## Dataset records
###

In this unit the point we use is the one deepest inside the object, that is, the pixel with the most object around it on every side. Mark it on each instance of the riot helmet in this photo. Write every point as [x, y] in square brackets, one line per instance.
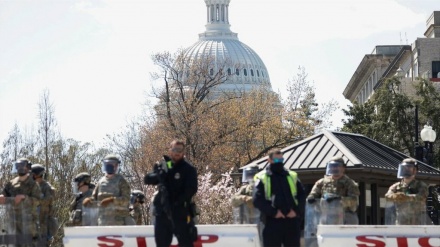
[137, 195]
[82, 178]
[335, 167]
[38, 170]
[110, 164]
[22, 166]
[407, 168]
[249, 173]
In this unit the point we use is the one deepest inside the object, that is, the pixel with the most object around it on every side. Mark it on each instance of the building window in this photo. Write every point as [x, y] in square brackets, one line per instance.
[435, 69]
[416, 70]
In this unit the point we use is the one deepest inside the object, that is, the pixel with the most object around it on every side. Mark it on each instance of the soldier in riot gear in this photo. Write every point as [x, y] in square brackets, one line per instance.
[24, 195]
[175, 211]
[113, 194]
[408, 195]
[337, 187]
[136, 200]
[47, 220]
[82, 188]
[243, 207]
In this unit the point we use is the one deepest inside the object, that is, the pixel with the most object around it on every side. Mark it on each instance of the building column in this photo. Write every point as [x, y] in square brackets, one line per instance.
[362, 211]
[375, 205]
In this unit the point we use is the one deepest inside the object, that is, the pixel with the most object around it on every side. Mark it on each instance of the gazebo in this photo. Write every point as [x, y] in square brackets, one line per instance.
[371, 164]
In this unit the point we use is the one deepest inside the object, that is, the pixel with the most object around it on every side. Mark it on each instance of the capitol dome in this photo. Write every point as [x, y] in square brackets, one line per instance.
[246, 68]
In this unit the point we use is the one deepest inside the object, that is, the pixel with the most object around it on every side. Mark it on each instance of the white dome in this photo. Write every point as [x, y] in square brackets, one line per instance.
[218, 41]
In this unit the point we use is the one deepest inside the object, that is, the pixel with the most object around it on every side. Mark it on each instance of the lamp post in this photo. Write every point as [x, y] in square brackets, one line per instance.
[428, 136]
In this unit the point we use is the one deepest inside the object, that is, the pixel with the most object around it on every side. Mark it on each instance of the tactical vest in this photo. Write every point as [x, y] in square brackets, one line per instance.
[265, 179]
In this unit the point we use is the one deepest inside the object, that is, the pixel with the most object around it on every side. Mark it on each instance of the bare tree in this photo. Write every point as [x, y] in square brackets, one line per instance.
[47, 124]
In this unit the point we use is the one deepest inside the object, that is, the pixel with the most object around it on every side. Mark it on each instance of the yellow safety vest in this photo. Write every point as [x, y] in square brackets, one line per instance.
[169, 164]
[265, 178]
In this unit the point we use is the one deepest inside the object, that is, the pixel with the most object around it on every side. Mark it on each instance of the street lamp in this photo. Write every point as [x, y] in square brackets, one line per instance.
[428, 136]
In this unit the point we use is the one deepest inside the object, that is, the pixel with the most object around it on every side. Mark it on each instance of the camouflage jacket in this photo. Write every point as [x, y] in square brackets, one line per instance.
[76, 203]
[245, 191]
[415, 190]
[47, 196]
[344, 187]
[116, 187]
[136, 213]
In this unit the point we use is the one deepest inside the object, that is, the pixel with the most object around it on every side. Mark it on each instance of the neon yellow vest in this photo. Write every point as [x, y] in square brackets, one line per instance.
[291, 179]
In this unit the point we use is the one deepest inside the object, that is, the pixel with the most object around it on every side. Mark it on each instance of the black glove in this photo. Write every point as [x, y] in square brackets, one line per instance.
[330, 199]
[79, 196]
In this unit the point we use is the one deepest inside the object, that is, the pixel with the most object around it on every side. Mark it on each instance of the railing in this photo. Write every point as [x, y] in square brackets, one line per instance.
[433, 204]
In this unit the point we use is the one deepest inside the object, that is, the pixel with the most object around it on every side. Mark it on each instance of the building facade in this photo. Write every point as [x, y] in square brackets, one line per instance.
[421, 59]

###

## Problem to work on
Could you rewrite the listing above with "square brackets" changed to "round brackets" everywhere, keeping everything else the same and leaving the pictures out?

## Solution to this task
In this unit the point we use is the one deepest inside the object, that is, the pixel with the most object around it on every side. Mark it on each instance of the riot helmet in this photo. Write every point as [x, y] in round brackets, one line per instance.
[137, 195]
[82, 178]
[335, 167]
[38, 170]
[110, 164]
[22, 166]
[407, 168]
[249, 173]
In this unit the point we use is the one deepest inside the object, that is, the pixel with the most object around it on every side. Mark it on each instance of the building window in this photo. Write every point as [x, y] in round brackets, one line per instance.
[435, 69]
[416, 70]
In this unit the point we use is the one deepest inside the object, that is, the pixel with the most object around it on every side. Mark it on each instance of the soldier in riot gear in this photo. Write every point as [x, y] in round brackets, one line per instance.
[24, 195]
[175, 211]
[113, 194]
[408, 195]
[337, 187]
[136, 200]
[47, 220]
[82, 188]
[243, 207]
In this unit the point we use is the one deepest inside the object, that is, the pixel with the most object around it on every side. Mark it on each instance of the building column in this photo. Write every point as [x, y] in round brackets, one line per instance.
[362, 211]
[375, 205]
In this unit the point we use is the one deepest inside the object, that is, the pixel with the most object around it on every side. Mark it on each instance of the gazebo in this photo. Write every point as [x, y] in round brackets, one line per instance.
[371, 164]
In this unit the point we use is the one deepest inside the object, that is, the pixel with the most object around it on every side. Mark it on each instance of the capitol dome in this photo. Write every point as [x, y] in round brackets, one line per instance.
[246, 68]
In this unit the point we use is the one deepest inside the object, that is, the pixel with the most object around it on every side. Mark it on each instance of the white dome in this photo. Write every point as [x, y] in round brackets, one line per instance.
[218, 41]
In this unit the point we use is the one deepest inside the object, that is, the pixel with the most object around it on every side. Mark it on each instance of the lamp post in this photo. Write every point as [x, y] in round brackets, one line per instance.
[428, 136]
In this unit the point we use is the one deepest inside the object, that is, the pixel with the most object around it on every side. Mark it on each instance of the tactical vest in this photo. Write every point as [x, y] in round brackets, one line per instance.
[265, 179]
In this unit the point we use is the one deepest inside the object, that is, the pixel with the most object around it on every side. Mark it on each instance of the bare tree in this photo. Write every point as [x, y] in round brackets, one line per instance.
[47, 124]
In this unit the point we use is the one deepest inside the object, that is, the pixel with the most object around it on every side. Mark it on each instance of the yellow safety vest in this photo. Write every point as [x, y] in round brackets, one line per instance.
[169, 164]
[265, 178]
In this unit the point we use is the one deepest inside the object, that is, the pixel with the most object around it on every side. Mark it on each instance of the street lamp in this photo. Write every point as [x, y] in round brackets, one line per instance.
[428, 136]
In this unit the point we use is the one deepest inside the object, that is, the pixel with the most object around it on every side. Mark it on each instance of the camouflage jacket in this photo. Write every point as [x, y] in round brackets, one line per instance.
[76, 203]
[245, 191]
[415, 190]
[47, 196]
[344, 187]
[116, 187]
[136, 213]
In this unit the point we use is the one deepest inside the object, that is, the pixel with the most object around it on every side. Mark it on each instance of the neon yellow vest in this photo. Write every point as [x, y] in round brackets, one line per instance.
[291, 179]
In this unit the point we use is the one deepest inside the object, that is, the pixel with the most object around it on every side. Mark it on each instance of the black glove in this photo. Write every point as [x, y] in round brackets, one line per instance.
[330, 199]
[79, 196]
In this unit the point we use is the one deepest inside the object, that is, the pixel with the most object around it on every side. Mark it on each instance of the railing in this photo. Write every point as [x, y] in round brackets, one line per instance.
[433, 204]
In this unit the point we use is the one deepest inside the object, that is, the pixel with the most object around it on every side. Mark it on each instance of the building facade in this photo. Write every point as [x, y] in round brackets, one line per instance.
[421, 59]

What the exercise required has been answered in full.